* [Set exercise]
Tally the lines in the records that contain the string "distant". Give only the number.

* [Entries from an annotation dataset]
* start *
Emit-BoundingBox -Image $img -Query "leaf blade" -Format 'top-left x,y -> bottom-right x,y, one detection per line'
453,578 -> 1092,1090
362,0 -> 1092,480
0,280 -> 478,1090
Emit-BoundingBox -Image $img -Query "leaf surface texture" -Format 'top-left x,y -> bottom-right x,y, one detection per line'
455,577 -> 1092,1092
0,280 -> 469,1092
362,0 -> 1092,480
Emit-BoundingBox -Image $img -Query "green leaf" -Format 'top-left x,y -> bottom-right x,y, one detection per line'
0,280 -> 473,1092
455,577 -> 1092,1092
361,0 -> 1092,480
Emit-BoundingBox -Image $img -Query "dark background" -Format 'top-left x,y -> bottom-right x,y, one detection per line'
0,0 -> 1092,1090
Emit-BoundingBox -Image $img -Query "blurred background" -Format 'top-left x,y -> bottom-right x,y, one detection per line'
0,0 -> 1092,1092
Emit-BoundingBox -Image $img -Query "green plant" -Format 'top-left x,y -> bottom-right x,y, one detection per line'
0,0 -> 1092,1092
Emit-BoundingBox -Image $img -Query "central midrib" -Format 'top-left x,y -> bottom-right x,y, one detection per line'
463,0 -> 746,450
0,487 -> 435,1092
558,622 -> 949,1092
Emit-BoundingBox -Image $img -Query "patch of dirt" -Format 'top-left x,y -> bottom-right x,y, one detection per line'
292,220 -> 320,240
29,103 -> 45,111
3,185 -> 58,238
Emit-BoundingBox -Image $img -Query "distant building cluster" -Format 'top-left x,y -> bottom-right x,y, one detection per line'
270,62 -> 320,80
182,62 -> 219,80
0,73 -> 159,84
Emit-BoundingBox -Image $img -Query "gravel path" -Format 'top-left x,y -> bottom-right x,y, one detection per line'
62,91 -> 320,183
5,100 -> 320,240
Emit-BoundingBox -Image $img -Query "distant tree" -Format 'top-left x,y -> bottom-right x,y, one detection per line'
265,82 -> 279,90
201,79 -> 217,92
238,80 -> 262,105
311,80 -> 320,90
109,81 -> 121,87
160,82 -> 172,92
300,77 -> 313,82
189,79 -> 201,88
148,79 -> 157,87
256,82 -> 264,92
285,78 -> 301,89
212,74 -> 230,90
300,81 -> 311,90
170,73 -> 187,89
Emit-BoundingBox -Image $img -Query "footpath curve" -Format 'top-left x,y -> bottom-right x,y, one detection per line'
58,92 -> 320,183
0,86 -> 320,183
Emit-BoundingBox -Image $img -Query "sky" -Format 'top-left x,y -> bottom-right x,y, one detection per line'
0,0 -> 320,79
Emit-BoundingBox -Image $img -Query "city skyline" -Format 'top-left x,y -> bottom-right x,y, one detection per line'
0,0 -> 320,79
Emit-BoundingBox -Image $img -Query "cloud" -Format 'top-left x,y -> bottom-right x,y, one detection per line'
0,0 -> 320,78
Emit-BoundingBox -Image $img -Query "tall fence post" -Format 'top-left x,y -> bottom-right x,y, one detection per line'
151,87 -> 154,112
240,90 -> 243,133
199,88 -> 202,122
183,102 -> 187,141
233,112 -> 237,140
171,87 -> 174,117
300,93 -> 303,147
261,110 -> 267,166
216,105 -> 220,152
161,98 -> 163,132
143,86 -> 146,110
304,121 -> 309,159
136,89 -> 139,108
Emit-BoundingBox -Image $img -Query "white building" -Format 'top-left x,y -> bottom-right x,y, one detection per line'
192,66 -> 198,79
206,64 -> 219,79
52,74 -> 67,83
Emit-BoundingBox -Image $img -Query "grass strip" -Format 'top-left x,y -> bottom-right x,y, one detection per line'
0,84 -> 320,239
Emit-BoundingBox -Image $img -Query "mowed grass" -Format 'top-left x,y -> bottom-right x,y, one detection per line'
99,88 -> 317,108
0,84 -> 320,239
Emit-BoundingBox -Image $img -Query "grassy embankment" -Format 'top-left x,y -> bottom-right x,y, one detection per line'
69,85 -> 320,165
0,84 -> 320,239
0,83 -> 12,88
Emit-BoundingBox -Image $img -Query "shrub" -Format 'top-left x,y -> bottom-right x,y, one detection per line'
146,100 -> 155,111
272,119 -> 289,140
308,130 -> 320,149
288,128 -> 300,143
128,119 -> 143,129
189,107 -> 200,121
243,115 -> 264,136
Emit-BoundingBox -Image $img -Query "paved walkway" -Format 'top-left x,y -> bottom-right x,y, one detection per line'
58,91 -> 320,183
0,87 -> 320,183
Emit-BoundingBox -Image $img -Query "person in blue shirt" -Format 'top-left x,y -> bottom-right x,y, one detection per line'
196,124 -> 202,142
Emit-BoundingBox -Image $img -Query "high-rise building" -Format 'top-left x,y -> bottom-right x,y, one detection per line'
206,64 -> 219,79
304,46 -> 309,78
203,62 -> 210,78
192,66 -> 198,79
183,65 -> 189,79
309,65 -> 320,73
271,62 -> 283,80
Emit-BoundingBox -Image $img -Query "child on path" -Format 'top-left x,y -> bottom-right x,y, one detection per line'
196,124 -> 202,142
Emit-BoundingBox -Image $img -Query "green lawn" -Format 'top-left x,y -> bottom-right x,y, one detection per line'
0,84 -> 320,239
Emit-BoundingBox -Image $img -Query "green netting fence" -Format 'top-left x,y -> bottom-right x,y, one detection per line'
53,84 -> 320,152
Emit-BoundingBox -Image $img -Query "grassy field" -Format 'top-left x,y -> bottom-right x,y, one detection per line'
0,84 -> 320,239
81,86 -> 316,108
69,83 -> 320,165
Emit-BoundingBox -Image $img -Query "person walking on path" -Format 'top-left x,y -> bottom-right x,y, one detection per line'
* end *
* [Answer to the problem]
2